→ Information provided
╭──
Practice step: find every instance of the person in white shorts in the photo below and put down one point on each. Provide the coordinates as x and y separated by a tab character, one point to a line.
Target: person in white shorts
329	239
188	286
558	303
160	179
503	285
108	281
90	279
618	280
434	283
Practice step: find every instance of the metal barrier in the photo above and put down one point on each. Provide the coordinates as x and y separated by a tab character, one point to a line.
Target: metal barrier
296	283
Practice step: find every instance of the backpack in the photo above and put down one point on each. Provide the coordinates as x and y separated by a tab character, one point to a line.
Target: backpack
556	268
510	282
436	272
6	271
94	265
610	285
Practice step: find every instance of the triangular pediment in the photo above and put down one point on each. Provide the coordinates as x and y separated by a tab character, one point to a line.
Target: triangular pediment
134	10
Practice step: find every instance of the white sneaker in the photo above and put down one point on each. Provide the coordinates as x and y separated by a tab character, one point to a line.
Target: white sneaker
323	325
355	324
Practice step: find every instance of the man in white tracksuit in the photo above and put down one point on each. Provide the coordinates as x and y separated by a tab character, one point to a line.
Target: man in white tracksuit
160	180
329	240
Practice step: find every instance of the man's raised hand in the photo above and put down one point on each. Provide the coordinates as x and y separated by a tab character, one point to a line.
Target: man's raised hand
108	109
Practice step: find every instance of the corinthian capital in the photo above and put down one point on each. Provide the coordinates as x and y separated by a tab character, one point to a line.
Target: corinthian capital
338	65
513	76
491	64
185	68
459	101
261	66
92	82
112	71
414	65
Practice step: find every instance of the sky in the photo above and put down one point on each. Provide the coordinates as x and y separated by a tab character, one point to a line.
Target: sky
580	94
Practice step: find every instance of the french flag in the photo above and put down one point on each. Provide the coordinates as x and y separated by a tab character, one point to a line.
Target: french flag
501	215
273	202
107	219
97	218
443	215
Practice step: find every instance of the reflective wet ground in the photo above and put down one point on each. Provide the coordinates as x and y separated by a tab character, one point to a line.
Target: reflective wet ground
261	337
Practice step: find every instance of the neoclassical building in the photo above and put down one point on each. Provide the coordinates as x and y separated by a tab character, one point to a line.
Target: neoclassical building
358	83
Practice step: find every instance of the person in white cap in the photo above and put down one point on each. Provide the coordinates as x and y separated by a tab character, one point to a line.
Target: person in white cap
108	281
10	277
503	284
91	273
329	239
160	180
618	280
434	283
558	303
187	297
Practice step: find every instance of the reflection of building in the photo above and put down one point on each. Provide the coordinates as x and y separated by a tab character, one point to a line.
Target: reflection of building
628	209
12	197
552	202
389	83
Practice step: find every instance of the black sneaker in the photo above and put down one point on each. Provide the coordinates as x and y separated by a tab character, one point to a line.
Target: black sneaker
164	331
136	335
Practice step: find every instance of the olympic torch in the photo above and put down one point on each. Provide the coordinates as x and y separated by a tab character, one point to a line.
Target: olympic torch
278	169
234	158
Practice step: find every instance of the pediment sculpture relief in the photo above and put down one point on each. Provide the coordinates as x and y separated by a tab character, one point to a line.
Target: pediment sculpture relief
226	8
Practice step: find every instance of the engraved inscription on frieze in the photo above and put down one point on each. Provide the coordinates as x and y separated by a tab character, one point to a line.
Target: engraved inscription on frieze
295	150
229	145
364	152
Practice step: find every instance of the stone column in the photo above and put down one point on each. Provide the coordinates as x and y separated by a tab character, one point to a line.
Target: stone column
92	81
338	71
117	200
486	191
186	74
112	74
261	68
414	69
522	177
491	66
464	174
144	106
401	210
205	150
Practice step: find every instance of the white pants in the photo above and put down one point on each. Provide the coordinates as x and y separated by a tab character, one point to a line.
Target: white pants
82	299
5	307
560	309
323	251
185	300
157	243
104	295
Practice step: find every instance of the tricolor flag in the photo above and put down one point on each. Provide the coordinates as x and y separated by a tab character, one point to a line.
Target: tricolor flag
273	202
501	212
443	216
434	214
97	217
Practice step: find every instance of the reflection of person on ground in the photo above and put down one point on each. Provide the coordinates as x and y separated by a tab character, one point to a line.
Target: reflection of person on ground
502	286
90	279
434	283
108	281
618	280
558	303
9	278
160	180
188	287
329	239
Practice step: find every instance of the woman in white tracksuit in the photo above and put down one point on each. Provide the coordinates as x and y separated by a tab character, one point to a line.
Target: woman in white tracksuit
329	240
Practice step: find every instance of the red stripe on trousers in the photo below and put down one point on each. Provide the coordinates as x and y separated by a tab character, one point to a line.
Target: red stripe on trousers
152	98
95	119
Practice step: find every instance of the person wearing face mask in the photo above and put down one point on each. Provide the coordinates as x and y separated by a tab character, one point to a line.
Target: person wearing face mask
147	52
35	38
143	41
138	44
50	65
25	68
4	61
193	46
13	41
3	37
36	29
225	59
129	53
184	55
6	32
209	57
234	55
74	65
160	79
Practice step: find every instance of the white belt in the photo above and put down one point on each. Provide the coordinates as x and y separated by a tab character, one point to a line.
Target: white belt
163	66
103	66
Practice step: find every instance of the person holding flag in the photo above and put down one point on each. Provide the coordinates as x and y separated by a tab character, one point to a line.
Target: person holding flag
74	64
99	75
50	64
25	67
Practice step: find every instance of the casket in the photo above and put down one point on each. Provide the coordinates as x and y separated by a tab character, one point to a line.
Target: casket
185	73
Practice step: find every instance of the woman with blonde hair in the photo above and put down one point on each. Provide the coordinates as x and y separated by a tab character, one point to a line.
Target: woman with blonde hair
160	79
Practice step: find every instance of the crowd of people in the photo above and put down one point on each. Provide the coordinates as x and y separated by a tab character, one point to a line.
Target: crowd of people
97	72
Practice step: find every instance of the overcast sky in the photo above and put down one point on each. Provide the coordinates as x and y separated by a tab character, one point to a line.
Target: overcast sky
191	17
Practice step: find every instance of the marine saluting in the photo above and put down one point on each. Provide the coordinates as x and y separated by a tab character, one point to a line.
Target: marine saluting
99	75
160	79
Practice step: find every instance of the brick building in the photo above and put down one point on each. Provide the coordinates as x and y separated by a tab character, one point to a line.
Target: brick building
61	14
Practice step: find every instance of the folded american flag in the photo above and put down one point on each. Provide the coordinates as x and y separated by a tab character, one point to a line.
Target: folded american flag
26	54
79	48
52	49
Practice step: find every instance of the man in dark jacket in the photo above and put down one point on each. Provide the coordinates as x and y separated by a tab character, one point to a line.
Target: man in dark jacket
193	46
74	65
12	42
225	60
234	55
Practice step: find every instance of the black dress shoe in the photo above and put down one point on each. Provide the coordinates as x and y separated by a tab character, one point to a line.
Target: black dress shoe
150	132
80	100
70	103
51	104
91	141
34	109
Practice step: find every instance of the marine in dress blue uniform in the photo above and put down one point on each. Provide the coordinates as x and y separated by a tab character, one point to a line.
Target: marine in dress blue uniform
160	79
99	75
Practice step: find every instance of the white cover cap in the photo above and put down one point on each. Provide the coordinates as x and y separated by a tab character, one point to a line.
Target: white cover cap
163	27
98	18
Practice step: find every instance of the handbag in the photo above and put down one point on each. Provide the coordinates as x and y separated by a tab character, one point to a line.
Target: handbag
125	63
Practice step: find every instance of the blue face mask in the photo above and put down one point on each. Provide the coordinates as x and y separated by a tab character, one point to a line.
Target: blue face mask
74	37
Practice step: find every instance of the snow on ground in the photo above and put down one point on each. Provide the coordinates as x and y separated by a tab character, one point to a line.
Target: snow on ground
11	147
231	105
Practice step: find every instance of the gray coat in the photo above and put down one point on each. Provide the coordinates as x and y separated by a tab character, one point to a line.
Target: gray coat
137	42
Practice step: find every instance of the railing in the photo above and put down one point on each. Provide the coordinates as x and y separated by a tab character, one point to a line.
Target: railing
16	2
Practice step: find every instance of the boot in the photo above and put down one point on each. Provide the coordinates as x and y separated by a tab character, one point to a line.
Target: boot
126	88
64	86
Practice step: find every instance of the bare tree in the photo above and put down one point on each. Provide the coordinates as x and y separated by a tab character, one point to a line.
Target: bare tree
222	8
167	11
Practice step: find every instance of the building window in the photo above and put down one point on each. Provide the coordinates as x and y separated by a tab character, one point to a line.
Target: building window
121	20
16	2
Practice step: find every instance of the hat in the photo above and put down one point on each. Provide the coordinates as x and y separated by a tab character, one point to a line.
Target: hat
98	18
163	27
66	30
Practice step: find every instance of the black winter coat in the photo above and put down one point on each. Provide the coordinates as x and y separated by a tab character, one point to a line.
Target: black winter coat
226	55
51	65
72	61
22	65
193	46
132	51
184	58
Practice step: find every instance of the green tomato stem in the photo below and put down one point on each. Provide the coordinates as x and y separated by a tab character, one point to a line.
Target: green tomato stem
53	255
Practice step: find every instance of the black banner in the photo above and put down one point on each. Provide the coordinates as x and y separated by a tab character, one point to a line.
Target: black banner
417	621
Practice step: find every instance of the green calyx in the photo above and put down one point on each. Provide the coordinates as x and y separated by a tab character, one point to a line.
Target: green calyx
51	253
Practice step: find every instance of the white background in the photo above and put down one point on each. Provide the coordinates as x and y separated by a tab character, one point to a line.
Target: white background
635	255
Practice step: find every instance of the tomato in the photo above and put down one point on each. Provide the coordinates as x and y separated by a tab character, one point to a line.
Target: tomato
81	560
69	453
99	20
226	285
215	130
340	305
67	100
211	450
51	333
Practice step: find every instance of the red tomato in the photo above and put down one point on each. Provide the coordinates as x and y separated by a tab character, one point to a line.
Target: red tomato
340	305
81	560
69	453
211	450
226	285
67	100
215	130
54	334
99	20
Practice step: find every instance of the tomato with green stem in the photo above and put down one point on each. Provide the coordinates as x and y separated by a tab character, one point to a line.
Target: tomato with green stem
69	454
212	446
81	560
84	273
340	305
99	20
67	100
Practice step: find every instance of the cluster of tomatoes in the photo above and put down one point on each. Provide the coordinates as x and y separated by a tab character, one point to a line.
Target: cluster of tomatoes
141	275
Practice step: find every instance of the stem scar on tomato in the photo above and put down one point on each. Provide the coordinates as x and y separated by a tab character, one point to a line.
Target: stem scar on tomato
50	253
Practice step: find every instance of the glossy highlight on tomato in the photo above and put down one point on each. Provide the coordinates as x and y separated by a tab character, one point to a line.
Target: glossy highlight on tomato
╰──
→ Task instructions
In the material above, find the line with "Target: cluster of tomatoes"; then copy it and every line after it, exactly, through the end.

→ Result below
Target: cluster of tomatoes
141	275
Practice step: find every instance of the stem scar on tomato in the photo above and put down one point on each. Provide the coordinates as x and y separated by a tab character, one point to a line.
Target: stem scar on tomato
50	253
Practice step: find every instance of the glossy highlight on tomato in the photo above and put down one point on each. Provide the coordinates as x and y separated by a tab character, one point to a line.
Target: glossy highlight on tomato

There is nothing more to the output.